* Task instructions *
Write out the lines from the line containing "Note: pick out each instance of the fishing lure" through the final line of the listing below, exactly, omitting every other line.

[Point annotation dataset records]
━━━━━━

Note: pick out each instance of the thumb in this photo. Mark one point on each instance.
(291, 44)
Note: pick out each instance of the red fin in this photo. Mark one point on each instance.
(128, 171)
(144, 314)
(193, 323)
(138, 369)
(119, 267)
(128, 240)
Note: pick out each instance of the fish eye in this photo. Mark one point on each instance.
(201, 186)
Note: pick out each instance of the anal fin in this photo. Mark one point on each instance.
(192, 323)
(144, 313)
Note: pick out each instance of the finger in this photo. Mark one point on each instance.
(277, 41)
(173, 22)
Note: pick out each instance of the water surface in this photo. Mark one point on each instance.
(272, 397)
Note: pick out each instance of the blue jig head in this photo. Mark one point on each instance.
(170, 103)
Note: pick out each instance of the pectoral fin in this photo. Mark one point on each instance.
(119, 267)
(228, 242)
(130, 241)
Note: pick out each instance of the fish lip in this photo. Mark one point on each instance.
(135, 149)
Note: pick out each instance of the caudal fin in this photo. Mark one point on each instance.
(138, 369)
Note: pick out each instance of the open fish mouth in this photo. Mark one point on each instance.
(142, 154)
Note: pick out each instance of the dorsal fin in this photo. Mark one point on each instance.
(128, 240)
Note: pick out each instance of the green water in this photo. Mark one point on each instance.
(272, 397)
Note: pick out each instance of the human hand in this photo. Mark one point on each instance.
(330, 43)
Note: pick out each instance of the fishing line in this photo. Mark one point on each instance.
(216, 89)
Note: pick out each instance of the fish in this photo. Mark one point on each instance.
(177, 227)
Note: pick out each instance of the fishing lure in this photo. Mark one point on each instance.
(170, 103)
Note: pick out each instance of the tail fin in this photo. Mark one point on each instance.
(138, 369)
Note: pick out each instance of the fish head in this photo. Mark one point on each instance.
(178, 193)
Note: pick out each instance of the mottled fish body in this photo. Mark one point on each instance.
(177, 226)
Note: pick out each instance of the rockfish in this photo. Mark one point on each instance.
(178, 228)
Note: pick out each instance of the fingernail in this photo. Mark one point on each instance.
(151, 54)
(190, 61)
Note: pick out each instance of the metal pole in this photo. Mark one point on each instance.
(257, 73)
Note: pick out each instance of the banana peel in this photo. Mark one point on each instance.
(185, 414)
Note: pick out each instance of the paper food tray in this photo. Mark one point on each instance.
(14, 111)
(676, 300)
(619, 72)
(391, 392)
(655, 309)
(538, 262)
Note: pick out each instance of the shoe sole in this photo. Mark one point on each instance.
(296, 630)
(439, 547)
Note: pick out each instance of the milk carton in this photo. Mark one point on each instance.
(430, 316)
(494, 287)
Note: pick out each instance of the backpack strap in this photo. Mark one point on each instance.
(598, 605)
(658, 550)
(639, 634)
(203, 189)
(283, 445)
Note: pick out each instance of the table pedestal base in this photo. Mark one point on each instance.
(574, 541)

━━━━━━

* Reply *
Note: pick out each instance of the fishing lure in this photo. Mark one point on each instance.
(170, 103)
Note: pick out each instance of the tail fin in this photo. Mark one point on each instance.
(138, 369)
Note: pick out each instance of the fish head in this photo. Mark one point on each instance.
(178, 193)
Note: pick out each instance of the mottled fish body in this photo. Mark one point on each instance.
(177, 226)
Note: pick out each instance of the rockfish in this photo. Mark one point on each instance.
(178, 228)
Note: pick out each instance of the fingernail in this photo. Mark one point on each instance.
(151, 54)
(190, 61)
Note: pick out each instance of the metal pole in this photo. Mark one point on each instance.
(257, 73)
Note: pick out each instance of the banana peel in this photo. Mark one point on each instance.
(185, 414)
Note: pick out each instance of the paper food tray in this photo. Mark one point on each instance.
(14, 111)
(676, 300)
(619, 72)
(391, 392)
(655, 309)
(538, 262)
Note: pick out each instance of the shoe sole in this photo. Mark one point on each instance.
(296, 630)
(439, 547)
Note: pick out each instance of the milk carton in this photo. Mark one point on each instance.
(430, 316)
(494, 287)
Note: pick out each instance of the backpack strap in this photo. Mark one point on each instance.
(598, 605)
(658, 550)
(639, 634)
(203, 189)
(283, 445)
Note: pick out each instance of the table pedestal base in this photo. Mark one point on each instance.
(574, 541)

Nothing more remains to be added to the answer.